++++ Dataset content ++++

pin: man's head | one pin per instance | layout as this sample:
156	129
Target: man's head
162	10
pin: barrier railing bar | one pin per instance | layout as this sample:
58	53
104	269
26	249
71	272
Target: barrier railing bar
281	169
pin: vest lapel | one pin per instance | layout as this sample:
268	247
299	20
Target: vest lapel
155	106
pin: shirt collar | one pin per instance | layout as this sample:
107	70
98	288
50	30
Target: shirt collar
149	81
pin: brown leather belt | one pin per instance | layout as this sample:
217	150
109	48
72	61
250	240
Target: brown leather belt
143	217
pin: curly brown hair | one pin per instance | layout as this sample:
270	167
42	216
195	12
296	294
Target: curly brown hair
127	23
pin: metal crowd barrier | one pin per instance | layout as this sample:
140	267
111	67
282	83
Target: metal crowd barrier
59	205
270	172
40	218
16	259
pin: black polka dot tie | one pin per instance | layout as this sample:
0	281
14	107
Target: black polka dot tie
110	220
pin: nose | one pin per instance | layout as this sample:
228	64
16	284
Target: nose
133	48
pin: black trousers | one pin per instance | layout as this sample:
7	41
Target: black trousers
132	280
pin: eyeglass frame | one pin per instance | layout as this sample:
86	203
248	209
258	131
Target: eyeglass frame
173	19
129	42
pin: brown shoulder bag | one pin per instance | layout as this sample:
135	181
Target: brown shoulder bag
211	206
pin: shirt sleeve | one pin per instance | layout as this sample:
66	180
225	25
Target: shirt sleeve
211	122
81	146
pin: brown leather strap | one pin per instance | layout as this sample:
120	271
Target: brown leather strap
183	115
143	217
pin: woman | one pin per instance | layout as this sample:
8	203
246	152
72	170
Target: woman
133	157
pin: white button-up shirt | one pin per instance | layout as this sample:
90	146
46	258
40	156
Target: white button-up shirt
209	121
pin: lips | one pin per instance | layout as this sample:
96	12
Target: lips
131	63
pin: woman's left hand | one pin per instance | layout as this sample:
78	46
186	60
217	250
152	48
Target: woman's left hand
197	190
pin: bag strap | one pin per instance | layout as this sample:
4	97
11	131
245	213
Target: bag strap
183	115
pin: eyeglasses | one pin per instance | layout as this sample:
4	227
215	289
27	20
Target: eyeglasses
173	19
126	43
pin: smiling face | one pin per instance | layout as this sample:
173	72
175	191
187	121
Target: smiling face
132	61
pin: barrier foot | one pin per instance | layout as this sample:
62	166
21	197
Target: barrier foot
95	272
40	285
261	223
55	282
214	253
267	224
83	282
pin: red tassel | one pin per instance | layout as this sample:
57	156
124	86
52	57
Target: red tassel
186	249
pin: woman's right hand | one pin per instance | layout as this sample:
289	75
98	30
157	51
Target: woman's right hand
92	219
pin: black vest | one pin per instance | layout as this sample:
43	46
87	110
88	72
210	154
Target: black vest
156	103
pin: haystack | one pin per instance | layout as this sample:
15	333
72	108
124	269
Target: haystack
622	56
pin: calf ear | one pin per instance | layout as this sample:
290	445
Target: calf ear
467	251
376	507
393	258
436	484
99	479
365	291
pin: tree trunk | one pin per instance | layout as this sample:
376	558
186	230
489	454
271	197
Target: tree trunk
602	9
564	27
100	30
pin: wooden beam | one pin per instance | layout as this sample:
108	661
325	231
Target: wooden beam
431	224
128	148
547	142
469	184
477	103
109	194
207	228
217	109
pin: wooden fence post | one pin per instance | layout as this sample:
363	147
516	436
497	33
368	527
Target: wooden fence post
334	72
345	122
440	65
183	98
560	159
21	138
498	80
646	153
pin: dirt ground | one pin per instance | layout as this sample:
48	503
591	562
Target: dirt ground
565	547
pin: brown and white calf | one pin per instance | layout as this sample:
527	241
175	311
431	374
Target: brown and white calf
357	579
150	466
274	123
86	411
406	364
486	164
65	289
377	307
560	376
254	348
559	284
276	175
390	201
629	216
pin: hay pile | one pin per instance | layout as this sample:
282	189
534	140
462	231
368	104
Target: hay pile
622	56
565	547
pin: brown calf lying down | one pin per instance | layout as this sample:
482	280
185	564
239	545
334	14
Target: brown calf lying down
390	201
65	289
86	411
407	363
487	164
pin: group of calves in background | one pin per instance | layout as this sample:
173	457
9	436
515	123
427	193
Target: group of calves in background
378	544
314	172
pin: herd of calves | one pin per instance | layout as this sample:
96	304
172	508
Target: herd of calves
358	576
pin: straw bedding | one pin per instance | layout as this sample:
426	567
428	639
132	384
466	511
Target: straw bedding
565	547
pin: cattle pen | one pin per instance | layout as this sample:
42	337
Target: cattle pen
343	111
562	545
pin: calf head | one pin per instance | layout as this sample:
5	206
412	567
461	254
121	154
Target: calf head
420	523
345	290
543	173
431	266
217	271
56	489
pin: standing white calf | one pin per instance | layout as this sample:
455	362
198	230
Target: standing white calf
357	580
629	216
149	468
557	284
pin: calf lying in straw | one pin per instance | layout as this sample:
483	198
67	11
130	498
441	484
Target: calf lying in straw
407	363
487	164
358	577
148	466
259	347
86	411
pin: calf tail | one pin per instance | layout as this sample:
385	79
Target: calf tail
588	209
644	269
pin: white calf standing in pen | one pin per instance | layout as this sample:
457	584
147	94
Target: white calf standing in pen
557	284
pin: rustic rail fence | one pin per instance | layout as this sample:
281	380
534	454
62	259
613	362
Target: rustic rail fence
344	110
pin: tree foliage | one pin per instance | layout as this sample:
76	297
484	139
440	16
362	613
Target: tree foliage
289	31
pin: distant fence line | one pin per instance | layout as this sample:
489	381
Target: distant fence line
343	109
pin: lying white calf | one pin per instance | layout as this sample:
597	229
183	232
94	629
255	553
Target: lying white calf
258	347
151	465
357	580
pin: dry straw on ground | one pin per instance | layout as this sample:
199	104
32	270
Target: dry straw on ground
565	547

++++

## What is needed:
Return the whole listing exactly, with every line included.

## Task result:
pin: man's head | one pin per instance | layout as this sample:
156	129
Target: man's head
162	10
pin: barrier railing bar | one pin per instance | layout as this sample:
58	53
104	269
26	249
71	272
Target: barrier railing bar
281	169
pin: vest lapel | one pin per instance | layout as this sample:
268	247
299	20
Target: vest lapel
155	106
pin: shirt collar | one pin per instance | layout as this sample:
107	70
98	288
50	30
Target: shirt collar
149	81
pin: brown leather belt | one pin per instance | layout as this sample:
217	150
109	48
72	61
250	240
Target: brown leather belt
143	217
pin: curly brown hair | one pin per instance | layout as this sample:
270	167
42	216
195	12
296	294
Target: curly brown hair
127	23
pin: metal crowd barrier | one pin per instance | layout as this sample:
140	267
111	67
282	83
Target: metal crowd barrier
59	205
270	172
40	218
16	259
pin: black polka dot tie | one pin per instance | layout as this sample:
0	281
14	107
Target: black polka dot tie
110	220
pin: nose | one pin per instance | layout as this sample:
228	64
16	284
Target: nose
133	48
pin: black trousers | one pin per instance | layout as this sample:
7	41
Target: black trousers
132	280
pin: eyeglass frame | one pin per instance | layout as this sample:
86	203
248	209
258	131
Target: eyeglass frame
173	19
129	42
pin: brown shoulder bag | one pin per instance | layout as this sample:
135	181
Target: brown shoulder bag
211	206
pin: shirt sleeve | one pin per instance | layout as this sample:
66	180
225	25
Target: shirt sleeve
211	122
81	146
pin: brown leather strap | one pin per instance | layout as this sample:
120	271
Target: brown leather strap
183	115
143	217
pin: woman | one pin per instance | layout as this sample:
8	203
246	152
72	170
Target: woman
133	157
pin: white button-up shirt | one pin per instance | layout as this sample:
90	146
46	258
40	156
Target: white button-up shirt
209	121
pin: lips | one pin per instance | layout as this sample:
96	12
Target: lips
131	63
pin: woman's left hand | one pin per instance | layout as this sample:
78	46
186	60
217	250
152	48
Target: woman's left hand
197	190
pin: bag strap | one pin per instance | layout as this sample:
4	97
11	131
245	213
Target: bag strap
183	115
pin: eyeglasses | one pin per instance | layout as this sample:
4	227
215	289
27	20
Target: eyeglasses
173	19
126	43
pin: smiling face | one pin per instance | layout as this sample:
173	72
175	191
187	121
Target: smiling face
132	61
pin: barrier foot | one pin per instance | layout as this sample:
62	166
21	197
Target: barrier foot
95	272
40	285
261	223
55	282
214	253
267	224
83	282
pin: red tassel | one pin per instance | layout as this sample:
57	156
124	86
52	57
Target: red tassel
186	249
pin: woman's right hand | one pin per instance | layout as this sample:
289	75
98	30
157	51
Target: woman's right hand
92	219
pin: black vest | one pin per instance | layout as this sample:
43	46
87	110
88	72
210	154
Target: black vest
156	103
pin: haystack | one pin per instance | layout as this sample:
15	333
72	108
124	269
Target: haystack
622	56
pin: calf ear | one pin per instance | layout as this sample:
290	445
Target: calf ear
467	251
376	507
393	258
436	484
99	479
365	291
pin: tree trunk | one pin per instance | layout as this sample:
376	558
186	230
489	454
271	197
Target: tree trunk
602	9
564	27
100	30
pin: wooden beam | one pin per instance | layout as this sample:
108	661
325	231
Target: wooden beam
431	224
128	148
547	142
469	184
477	103
109	194
207	228
217	109
pin: wooden fence post | one pin per instance | layout as this sample:
363	147
516	436
497	33
368	527
Target: wooden fence post
334	72
345	122
440	65
183	98
560	159
21	138
498	80
646	153
pin: dirt ground | one pin per instance | layout as this sample:
48	503
591	562
Target: dirt ground
565	547
pin: brown and white calf | one pin per instance | layout as this sample:
527	241
175	311
431	374
Target: brown and white calf
357	579
150	466
274	123
86	411
406	364
486	164
65	289
377	307
560	376
254	348
559	284
276	175
390	201
629	216
pin: hay pile | one pin per instance | layout as this sample:
282	189
534	140
462	231
368	104
Target: hay pile
622	56
565	547
pin: brown calf lying down | one pin per instance | layout as this sample:
482	280
185	564
239	545
334	14
Target: brown calf lying down
390	201
65	289
86	411
407	363
487	164
pin: group of calves in background | one pin per instance | layout as this sample:
173	457
9	436
515	123
427	193
Target: group of calves in background
378	544
314	172
pin: herd of calves | one pin per instance | layout as this sample:
96	304
172	508
Target: herd of calves
358	576
pin: straw bedding | one pin per instance | layout as this sample:
426	567
428	639
132	384
466	511
Target: straw bedding
565	547
pin: cattle pen | one pin per instance | layout as this sample:
42	337
Target: cattle pen
343	111
562	545
pin: calf head | one pin per instance | layout as this sample:
5	206
412	567
461	254
121	154
Target: calf head
420	523
345	290
543	173
431	266
217	271
56	489
pin: standing white calf | one pin per instance | layout as this sample:
455	362
198	230
Target: standing white calf
357	580
629	216
149	468
557	284
pin: calf lying in straw | one pin per instance | layout as this sample:
483	198
67	11
130	498
441	484
Target: calf lying in straw
407	363
487	164
358	577
148	466
259	347
86	411
pin: calf tail | one pin per instance | layout as this sample:
385	79
Target: calf tail
588	209
644	269
pin: white calf standing in pen | one pin per instance | layout as this sample:
457	584
147	94
Target: white calf standing in pen
557	284
pin: rustic rail fence | one pin per instance | layout as this sample:
281	380
534	454
62	259
613	362
Target: rustic rail fence
344	110
pin: tree foliage | one pin per instance | layout as this sample:
76	297
484	139
440	16
362	613
Target: tree foliage
289	31
pin: distant fence line | one pin per instance | layout as this sample:
489	381
Target: distant fence line
343	109
pin: lying white calf | one pin per instance | layout as this sample:
597	229
183	232
94	629
255	553
Target: lying white calf
258	347
151	465
357	580
pin: dry straw on ground | one pin per instance | layout as this sample:
199	104
32	270
Target: dry straw on ground
565	547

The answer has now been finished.